*Data for this exercise:*
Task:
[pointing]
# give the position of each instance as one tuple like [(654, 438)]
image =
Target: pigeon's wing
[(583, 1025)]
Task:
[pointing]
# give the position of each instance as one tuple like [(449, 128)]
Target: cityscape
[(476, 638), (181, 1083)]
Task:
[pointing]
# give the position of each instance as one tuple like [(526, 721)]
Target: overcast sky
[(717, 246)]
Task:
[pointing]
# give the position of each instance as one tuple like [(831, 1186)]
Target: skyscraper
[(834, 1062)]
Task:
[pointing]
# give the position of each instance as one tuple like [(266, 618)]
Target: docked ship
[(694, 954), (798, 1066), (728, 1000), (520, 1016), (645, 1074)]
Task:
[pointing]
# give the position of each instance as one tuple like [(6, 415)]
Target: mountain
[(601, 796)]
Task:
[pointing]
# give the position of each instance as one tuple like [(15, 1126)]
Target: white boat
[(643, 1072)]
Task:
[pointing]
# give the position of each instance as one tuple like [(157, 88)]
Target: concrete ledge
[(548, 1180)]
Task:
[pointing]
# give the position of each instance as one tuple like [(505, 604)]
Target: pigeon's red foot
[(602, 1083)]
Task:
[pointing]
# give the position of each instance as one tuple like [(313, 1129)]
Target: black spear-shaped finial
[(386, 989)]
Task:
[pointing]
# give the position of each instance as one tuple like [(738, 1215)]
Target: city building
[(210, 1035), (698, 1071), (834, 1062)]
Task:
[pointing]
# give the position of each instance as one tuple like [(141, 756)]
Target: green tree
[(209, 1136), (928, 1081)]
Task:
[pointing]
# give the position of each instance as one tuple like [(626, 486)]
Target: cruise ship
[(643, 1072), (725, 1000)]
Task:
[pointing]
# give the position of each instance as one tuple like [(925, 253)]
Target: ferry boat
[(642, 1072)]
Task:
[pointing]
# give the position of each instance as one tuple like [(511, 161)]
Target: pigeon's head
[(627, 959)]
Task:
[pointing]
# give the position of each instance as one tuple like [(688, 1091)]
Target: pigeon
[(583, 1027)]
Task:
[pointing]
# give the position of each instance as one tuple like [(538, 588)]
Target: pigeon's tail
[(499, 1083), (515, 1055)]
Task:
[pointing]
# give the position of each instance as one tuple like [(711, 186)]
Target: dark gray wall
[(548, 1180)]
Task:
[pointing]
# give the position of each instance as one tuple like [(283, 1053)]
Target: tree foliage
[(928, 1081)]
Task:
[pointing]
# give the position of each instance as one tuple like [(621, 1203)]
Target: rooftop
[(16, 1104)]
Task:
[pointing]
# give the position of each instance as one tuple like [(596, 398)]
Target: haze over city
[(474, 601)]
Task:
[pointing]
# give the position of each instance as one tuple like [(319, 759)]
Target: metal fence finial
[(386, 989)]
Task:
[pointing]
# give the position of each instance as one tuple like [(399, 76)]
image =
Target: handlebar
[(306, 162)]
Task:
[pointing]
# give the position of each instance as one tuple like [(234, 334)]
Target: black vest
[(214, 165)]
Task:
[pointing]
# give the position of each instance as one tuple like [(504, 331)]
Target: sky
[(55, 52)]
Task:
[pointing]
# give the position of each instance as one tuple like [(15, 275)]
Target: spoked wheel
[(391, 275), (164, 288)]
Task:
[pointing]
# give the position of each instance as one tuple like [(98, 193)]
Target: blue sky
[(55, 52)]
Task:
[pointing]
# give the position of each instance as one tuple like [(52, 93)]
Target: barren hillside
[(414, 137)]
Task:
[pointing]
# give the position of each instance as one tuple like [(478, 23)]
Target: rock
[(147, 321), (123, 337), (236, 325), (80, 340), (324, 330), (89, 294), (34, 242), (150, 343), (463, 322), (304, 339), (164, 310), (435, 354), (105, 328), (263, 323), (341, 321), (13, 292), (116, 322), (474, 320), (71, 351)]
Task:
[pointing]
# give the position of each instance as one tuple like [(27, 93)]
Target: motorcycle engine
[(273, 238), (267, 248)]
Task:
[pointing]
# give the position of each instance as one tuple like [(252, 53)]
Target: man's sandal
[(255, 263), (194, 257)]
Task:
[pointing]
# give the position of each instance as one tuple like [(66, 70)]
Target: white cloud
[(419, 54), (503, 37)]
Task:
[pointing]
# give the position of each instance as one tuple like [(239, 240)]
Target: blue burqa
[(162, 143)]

*Problem:* Return the entries in full, keeping every line exactly as it is.

*Correct result:*
Task:
[pointing]
# give the position of each instance as one tuple like [(654, 438)]
image =
Target: pigeon's wing
[(583, 1025)]
Task:
[pointing]
# give the position of each instance as one tuple like [(449, 128)]
Target: cityscape
[(476, 638), (181, 1083)]
Task:
[pointing]
# give the position of each instance as one tuple like [(526, 721)]
Target: overcast sky
[(717, 246)]
Task:
[pointing]
# give the position of each instance as one tuple like [(831, 1186)]
Target: skyscraper
[(834, 1062)]
Task:
[pointing]
# give the position of each instance as one tuple like [(266, 618)]
Target: docked ship
[(694, 954), (798, 1066), (728, 1000), (520, 1016), (645, 1074)]
Task:
[pointing]
# give the position of each instance as one tuple like [(6, 415)]
Target: mountain
[(601, 796)]
Task:
[pointing]
# give the position of each instance as one tuple like [(15, 1126)]
Target: white boat
[(643, 1072)]
Task:
[pointing]
# give the position of each instance as one tuple like [(157, 88)]
Target: concrete ledge
[(548, 1180)]
Task:
[pointing]
# give the position of each instance as one tuple like [(505, 604)]
Target: pigeon's red foot
[(602, 1083)]
Task:
[pointing]
# give the position of each instance as one tuple like [(313, 1129)]
Target: black spear-shaped finial
[(386, 989)]
Task:
[pointing]
# give the position of each instance as one tuple like [(738, 1215)]
Target: city building
[(210, 1035), (698, 1071), (834, 1062)]
Task:
[pointing]
# give the position of each instance as one tuple like [(141, 756)]
Target: green tree
[(209, 1136), (928, 1081)]
Task:
[pointing]
# give the position of each instance as one tuple like [(626, 486)]
Target: cruise ship
[(643, 1072), (725, 1000)]
Task:
[pointing]
# give the position of each instance as one tuple like [(925, 253)]
Target: ferry boat
[(642, 1072)]
Task:
[pointing]
# give the position of each instance as one tuple like [(511, 161)]
Target: pigeon's head
[(627, 959)]
Task:
[pointing]
# give the position of each instance as one tuple like [(688, 1091)]
Target: pigeon
[(583, 1027)]
Task:
[pointing]
# give the position of each instance as one tuple like [(538, 588)]
Target: pigeon's tail
[(499, 1083), (515, 1055)]
Task:
[pointing]
# give the position of each instance as one tuple like [(711, 186)]
Target: dark gray wall
[(548, 1180)]
Task:
[pointing]
# give the position of each instance as one tuple like [(283, 1053)]
Target: tree foliage
[(928, 1081)]
Task:
[pointing]
# give the position of each instance as one tuple like [(621, 1203)]
Target: rooftop
[(16, 1104)]
Task:
[pointing]
# give the position of each instance as one tuple like [(596, 398)]
Target: haze over city
[(474, 601)]
Task:
[pointing]
# give the position of each instance as one tuple like [(319, 759)]
Target: metal fence finial
[(386, 989)]
Task:
[pointing]
# give the position of each instance as one tuple like [(399, 76)]
image =
Target: handlebar
[(306, 162)]
Task:
[pointing]
# give the position of each instance as one tuple like [(234, 334)]
Target: black vest
[(214, 165)]
Task:
[pointing]
# give the position of each instance as one tuple like [(504, 331)]
Target: sky
[(55, 52)]
Task:
[pointing]
# give the position of each instance as one tuple like [(15, 275)]
Target: spoked wheel
[(391, 275), (164, 288)]
Task:
[pointing]
# give the position of each instance as one tuple like [(98, 193)]
Target: blue sky
[(55, 52)]
Task:
[pointing]
# give the position of each instance as one tuple like [(52, 93)]
Target: barren hillside
[(414, 137)]
Task:
[pointing]
# give the position of each instance as one tuple like [(478, 23)]
Target: rock
[(147, 321), (123, 337), (236, 325), (80, 340), (324, 330), (89, 294), (34, 242), (150, 343), (463, 322), (304, 339), (164, 310), (435, 354), (105, 328), (263, 323), (341, 321), (13, 292), (116, 322), (474, 320), (71, 351)]
Task:
[pointing]
# give the position of each instance as one tuple like [(27, 93)]
Target: motorcycle engine
[(273, 238), (267, 248)]
Task:
[pointing]
# give the position of each instance as one tuple like [(252, 53)]
Target: man's sandal
[(255, 263), (194, 257)]
Task:
[pointing]
# give the position of each instance as one tuple like [(66, 70)]
Target: white cloud
[(419, 54), (503, 37)]
Task:
[pointing]
# give the position of each instance as one tuple like [(239, 240)]
Target: blue burqa
[(162, 143)]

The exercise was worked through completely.